LISTED ENTRIES ▸

———

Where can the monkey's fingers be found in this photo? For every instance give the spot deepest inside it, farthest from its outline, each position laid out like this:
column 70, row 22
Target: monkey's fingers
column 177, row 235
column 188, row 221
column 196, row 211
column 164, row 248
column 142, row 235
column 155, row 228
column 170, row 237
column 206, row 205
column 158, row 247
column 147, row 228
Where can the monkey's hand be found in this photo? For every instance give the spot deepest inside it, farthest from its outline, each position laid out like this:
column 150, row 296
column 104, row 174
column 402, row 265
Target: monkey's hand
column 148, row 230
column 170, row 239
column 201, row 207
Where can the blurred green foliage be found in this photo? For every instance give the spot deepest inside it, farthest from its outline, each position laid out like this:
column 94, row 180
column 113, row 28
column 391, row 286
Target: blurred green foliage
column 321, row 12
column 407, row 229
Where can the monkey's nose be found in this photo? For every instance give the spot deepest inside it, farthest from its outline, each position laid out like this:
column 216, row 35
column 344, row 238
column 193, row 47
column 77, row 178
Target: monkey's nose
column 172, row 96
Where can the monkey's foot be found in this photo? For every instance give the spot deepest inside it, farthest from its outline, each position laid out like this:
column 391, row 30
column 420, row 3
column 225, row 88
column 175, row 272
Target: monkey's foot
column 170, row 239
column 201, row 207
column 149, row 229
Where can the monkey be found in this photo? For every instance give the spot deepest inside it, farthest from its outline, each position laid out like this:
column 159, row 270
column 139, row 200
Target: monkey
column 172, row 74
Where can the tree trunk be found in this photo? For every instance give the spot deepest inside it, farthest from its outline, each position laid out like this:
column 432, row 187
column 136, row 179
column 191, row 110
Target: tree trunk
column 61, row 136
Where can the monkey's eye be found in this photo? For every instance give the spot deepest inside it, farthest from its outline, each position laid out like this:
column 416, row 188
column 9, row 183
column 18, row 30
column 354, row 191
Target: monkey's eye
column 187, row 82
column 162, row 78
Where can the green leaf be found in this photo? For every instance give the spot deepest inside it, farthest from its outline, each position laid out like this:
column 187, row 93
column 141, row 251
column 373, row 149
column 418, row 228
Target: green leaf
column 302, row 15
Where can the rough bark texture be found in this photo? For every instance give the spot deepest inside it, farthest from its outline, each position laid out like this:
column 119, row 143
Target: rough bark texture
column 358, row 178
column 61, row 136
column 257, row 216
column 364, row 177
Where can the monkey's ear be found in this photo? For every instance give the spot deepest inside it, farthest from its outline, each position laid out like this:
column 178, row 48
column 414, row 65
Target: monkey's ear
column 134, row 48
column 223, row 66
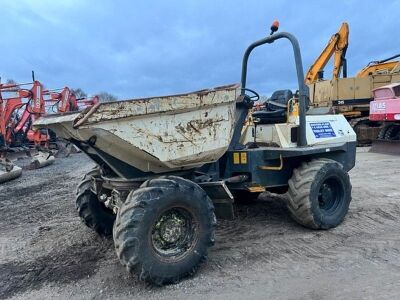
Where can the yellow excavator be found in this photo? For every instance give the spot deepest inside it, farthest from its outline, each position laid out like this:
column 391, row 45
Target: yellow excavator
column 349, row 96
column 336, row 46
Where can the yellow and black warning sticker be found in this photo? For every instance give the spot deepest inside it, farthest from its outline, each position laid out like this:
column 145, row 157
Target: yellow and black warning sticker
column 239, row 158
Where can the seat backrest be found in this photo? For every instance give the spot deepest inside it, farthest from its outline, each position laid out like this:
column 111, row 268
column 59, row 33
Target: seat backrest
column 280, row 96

———

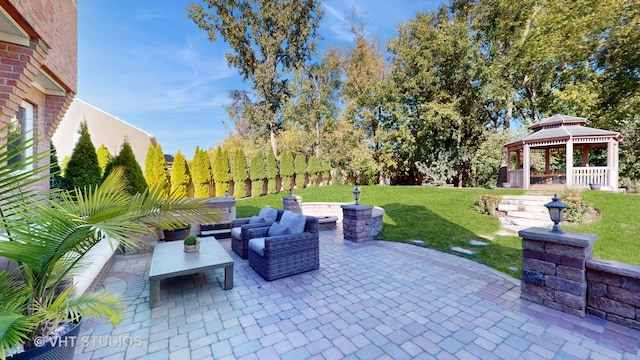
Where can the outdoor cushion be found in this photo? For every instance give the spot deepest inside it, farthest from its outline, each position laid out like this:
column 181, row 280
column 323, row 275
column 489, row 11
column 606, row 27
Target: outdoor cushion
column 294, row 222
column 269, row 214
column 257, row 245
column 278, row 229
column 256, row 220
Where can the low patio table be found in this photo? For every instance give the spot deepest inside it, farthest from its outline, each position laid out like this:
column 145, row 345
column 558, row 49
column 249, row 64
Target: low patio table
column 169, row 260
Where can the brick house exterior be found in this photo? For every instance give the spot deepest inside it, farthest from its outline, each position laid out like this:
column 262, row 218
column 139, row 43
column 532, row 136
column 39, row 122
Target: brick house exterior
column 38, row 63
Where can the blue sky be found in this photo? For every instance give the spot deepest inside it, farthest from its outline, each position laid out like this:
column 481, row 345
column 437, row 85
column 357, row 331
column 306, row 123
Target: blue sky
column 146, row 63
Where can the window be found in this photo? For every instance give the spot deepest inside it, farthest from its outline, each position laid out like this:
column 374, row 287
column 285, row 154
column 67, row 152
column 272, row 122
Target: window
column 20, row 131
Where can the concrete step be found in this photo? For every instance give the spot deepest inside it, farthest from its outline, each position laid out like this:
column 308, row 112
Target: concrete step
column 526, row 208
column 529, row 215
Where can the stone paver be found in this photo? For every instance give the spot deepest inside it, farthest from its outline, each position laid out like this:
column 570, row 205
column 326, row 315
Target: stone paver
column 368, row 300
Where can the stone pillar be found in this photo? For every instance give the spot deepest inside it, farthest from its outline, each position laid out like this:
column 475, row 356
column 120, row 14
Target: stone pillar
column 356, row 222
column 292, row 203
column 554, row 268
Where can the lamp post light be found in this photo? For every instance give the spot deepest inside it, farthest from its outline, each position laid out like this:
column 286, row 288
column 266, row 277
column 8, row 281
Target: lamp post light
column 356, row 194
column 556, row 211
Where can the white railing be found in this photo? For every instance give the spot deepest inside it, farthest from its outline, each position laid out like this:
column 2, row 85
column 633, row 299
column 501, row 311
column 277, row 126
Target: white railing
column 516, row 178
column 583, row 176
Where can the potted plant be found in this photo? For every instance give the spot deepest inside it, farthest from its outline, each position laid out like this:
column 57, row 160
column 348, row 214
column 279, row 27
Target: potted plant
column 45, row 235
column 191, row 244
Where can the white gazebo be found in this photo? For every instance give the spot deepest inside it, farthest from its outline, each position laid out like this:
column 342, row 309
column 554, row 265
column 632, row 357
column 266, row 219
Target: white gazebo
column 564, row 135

———

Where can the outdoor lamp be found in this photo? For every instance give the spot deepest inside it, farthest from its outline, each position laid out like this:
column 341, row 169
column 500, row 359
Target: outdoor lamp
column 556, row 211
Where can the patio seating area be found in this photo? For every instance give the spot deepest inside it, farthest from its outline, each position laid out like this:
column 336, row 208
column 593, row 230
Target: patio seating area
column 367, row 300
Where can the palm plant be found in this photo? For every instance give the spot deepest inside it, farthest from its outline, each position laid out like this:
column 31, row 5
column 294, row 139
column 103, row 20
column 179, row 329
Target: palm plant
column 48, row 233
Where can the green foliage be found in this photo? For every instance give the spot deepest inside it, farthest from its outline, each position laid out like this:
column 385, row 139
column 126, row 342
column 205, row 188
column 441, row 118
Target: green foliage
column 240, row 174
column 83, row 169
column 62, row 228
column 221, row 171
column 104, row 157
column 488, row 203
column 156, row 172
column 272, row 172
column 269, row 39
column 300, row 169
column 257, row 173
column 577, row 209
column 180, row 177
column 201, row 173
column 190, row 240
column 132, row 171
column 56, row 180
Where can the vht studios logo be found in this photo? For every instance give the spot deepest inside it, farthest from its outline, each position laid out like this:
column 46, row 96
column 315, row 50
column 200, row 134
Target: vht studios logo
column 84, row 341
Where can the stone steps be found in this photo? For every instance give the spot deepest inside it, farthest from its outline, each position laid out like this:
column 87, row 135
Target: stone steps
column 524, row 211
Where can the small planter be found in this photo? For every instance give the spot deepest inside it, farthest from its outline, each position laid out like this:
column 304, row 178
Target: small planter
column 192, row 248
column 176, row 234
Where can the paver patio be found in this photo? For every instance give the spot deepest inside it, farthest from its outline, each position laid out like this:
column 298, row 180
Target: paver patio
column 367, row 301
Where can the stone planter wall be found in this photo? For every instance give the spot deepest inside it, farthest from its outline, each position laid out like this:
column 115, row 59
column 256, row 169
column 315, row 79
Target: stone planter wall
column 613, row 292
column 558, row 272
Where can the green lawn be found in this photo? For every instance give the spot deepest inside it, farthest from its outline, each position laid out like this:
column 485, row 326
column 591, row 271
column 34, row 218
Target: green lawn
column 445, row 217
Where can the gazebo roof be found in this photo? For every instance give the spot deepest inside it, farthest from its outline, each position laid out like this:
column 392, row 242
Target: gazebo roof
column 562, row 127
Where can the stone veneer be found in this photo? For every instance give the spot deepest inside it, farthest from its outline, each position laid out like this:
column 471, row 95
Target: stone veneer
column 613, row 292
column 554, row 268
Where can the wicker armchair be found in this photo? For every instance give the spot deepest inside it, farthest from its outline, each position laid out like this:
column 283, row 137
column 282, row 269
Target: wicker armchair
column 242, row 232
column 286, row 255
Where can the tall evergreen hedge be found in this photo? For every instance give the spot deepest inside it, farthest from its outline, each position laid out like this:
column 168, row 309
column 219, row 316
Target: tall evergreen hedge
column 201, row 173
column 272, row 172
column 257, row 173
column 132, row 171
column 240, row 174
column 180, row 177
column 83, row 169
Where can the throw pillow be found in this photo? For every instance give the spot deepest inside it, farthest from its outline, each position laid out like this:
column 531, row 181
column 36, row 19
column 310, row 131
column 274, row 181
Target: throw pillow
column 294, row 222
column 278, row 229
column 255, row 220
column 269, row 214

———

All lines in the listing above from the line containing "Where can the monkey's fingers" to the line containing "column 70, row 22", inclusive, should be retyped exactly; no other lines should appear.

WRITTEN ANSWER ▸
Where can the monkey's fingers be found in this photo? For every instance give the spot deepest inside it, farthest from its outline, each position laid out like this:
column 70, row 22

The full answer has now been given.